(Supplied entries)
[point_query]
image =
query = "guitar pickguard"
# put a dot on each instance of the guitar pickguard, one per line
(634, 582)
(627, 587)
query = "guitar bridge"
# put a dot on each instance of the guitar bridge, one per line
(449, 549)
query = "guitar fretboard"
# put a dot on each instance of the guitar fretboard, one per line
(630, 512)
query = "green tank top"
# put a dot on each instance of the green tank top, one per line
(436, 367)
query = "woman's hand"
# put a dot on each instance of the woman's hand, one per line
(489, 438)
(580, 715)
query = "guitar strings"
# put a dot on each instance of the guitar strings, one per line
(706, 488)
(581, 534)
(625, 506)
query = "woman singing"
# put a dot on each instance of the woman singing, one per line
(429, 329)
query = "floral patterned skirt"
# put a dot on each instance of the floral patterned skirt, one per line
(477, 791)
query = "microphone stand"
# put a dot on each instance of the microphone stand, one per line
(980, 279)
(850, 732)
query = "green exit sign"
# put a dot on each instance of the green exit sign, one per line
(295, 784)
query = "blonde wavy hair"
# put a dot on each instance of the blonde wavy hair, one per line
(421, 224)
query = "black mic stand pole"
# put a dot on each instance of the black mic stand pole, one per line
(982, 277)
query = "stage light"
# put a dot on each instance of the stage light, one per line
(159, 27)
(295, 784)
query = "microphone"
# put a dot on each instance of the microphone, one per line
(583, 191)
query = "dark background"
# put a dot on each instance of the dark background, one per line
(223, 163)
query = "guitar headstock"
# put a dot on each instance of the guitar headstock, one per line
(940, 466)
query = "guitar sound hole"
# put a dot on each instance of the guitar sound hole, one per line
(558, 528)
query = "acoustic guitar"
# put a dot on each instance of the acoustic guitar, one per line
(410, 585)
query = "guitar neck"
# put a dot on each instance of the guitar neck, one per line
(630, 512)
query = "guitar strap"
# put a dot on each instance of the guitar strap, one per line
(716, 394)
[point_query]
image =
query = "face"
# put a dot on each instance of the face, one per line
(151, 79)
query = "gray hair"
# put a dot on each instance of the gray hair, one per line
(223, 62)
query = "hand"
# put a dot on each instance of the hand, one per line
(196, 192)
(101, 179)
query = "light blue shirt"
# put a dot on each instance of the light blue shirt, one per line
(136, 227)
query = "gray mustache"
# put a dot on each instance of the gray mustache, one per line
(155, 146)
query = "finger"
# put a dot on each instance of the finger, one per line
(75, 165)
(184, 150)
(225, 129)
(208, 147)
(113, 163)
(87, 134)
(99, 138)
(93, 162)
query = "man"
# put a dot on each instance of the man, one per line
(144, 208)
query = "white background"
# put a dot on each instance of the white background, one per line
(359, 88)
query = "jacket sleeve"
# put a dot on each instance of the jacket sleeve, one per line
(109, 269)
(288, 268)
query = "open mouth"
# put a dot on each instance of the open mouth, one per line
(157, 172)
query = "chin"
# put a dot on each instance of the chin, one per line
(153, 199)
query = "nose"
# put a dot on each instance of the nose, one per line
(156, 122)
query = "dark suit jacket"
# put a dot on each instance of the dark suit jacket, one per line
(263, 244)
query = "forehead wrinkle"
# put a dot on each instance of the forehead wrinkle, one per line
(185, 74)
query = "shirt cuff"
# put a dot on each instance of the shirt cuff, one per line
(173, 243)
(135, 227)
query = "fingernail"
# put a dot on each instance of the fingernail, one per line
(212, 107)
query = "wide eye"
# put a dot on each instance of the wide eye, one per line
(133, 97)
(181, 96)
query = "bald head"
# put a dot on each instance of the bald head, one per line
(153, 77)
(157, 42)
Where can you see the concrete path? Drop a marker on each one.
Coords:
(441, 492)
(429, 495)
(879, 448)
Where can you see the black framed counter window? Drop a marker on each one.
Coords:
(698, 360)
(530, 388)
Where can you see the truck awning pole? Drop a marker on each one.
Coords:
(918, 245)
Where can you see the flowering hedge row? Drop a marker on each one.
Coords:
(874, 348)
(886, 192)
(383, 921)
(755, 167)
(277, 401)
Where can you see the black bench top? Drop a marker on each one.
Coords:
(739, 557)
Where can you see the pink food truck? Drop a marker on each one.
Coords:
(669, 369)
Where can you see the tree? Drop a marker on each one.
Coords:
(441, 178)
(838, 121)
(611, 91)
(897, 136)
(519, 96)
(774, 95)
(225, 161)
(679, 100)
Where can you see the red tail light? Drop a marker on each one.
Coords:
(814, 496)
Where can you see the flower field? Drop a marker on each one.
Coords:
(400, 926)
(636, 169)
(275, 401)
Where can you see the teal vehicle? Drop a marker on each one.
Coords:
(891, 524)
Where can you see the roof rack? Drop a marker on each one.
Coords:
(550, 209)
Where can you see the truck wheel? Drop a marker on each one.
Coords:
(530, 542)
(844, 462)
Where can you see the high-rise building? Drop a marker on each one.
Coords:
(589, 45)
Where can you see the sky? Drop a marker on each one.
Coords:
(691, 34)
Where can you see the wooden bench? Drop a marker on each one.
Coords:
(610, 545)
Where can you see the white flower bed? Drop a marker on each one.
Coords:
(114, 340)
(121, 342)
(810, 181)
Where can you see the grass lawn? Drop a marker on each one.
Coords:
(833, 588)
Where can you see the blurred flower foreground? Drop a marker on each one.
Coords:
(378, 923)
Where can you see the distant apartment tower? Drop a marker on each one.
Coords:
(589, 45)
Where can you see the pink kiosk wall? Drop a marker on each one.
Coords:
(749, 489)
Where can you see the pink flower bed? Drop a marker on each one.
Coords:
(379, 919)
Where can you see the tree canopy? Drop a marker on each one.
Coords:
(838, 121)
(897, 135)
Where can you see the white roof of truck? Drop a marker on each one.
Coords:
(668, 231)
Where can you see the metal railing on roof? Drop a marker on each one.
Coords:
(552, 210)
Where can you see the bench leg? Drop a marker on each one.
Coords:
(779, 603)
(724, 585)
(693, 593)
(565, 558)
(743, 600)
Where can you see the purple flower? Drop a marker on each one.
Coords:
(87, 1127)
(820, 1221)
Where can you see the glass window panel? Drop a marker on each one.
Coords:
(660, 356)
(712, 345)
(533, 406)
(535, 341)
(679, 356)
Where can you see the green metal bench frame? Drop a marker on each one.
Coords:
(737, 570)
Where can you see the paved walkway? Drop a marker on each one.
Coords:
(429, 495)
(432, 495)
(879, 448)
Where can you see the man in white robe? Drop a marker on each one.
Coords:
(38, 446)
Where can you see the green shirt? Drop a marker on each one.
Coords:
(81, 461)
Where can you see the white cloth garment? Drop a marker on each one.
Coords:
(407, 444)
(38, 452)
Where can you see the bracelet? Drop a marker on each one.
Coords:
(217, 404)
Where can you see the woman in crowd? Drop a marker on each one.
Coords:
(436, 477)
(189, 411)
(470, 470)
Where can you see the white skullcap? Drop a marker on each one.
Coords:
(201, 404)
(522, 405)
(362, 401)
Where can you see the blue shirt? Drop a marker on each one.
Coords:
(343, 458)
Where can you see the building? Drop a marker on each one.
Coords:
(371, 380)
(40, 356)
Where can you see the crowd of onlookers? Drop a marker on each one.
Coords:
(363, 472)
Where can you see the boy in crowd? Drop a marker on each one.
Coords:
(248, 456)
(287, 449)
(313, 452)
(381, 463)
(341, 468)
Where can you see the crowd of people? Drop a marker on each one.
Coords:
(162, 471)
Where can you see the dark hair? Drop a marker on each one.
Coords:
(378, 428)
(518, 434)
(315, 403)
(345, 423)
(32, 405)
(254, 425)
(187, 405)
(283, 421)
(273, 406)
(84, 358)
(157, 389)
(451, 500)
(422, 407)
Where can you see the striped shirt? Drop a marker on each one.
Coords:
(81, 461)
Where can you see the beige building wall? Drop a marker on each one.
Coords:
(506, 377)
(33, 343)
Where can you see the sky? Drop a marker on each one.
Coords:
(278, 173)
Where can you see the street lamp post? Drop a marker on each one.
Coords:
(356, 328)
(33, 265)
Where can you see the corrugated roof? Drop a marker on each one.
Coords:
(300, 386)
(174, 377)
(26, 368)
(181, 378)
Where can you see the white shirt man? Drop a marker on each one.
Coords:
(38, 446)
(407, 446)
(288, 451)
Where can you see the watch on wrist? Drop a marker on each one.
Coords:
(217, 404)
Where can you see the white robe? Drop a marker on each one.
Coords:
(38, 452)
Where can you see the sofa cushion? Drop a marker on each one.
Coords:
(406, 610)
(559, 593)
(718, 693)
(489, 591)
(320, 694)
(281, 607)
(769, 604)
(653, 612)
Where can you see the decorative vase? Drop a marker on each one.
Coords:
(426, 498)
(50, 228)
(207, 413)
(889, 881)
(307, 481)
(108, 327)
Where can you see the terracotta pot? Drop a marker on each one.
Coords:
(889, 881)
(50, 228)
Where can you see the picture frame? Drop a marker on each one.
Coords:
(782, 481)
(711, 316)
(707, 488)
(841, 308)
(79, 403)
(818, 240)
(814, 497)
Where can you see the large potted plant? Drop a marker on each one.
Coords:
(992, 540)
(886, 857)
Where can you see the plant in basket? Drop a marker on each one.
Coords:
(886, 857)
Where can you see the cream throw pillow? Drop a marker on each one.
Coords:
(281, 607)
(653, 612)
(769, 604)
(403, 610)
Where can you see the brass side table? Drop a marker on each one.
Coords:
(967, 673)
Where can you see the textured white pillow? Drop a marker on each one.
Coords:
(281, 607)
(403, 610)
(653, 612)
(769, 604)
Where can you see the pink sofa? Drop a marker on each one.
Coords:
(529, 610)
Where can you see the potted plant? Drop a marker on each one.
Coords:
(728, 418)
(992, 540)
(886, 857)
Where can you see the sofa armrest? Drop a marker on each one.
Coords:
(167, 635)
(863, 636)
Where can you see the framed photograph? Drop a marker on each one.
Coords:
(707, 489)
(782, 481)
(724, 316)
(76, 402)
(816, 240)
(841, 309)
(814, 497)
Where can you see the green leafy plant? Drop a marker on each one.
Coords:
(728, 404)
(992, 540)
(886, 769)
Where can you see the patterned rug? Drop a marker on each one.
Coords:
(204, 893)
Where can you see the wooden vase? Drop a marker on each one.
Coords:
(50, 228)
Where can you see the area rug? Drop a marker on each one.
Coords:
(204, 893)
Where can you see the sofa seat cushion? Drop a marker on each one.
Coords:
(End Supplied entries)
Exercise objective ->
Could you return exactly the stretch of the data above that starts at the line with "Where can you see the white robe?" and ends at the line with "Where can you see the patterned", both lines included?

Response ->
Where can you see the white robe? Drop a marker on each one.
Coords:
(38, 452)
Where can you see the sofa cushion? Drop a marker on each one.
Coords:
(406, 610)
(559, 593)
(718, 693)
(489, 591)
(320, 694)
(281, 607)
(769, 604)
(653, 612)
Where can you see the decorative vase? Drop a marker on each one.
Coords:
(426, 498)
(50, 228)
(207, 413)
(889, 881)
(307, 481)
(108, 327)
Where can you see the terracotta pot? Drop a marker on each one.
Coords:
(889, 881)
(50, 228)
Where can you see the picture frame? Drop a marker on each one.
Coords:
(782, 481)
(711, 316)
(707, 488)
(841, 308)
(79, 403)
(818, 240)
(814, 497)
Where can you see the large potted plant? Drop a marker on each one.
Coords:
(992, 540)
(886, 857)
Where can you see the plant in basket? Drop a marker on each one.
Coords:
(886, 857)
Where can you see the cream throw pillow? Drop a marker on each one.
Coords:
(281, 607)
(653, 612)
(769, 604)
(403, 610)
Where can you see the brass side table? Drop a marker on each one.
Coords:
(967, 673)
Where can you see the textured white pillow? Drop a marker on each one.
Coords:
(281, 607)
(403, 610)
(653, 612)
(769, 604)
Where can you see the pink sofa? Drop a marker on each one.
Coords:
(529, 610)
Where can you see the potted plant? Drop a marker on each one.
Coords:
(728, 418)
(992, 540)
(886, 857)
Where can you see the sofa armrest? Drop a marker on each one.
Coords:
(167, 635)
(863, 636)
Where can you see the framed photograph? Drop a marker on each one.
Coords:
(707, 489)
(782, 481)
(724, 316)
(76, 402)
(816, 240)
(841, 309)
(814, 497)
Where can you see the green leafy plant? Drop a marker on each one.
Coords:
(728, 404)
(992, 540)
(886, 769)
Where can you see the patterned rug? Drop a marker on each one.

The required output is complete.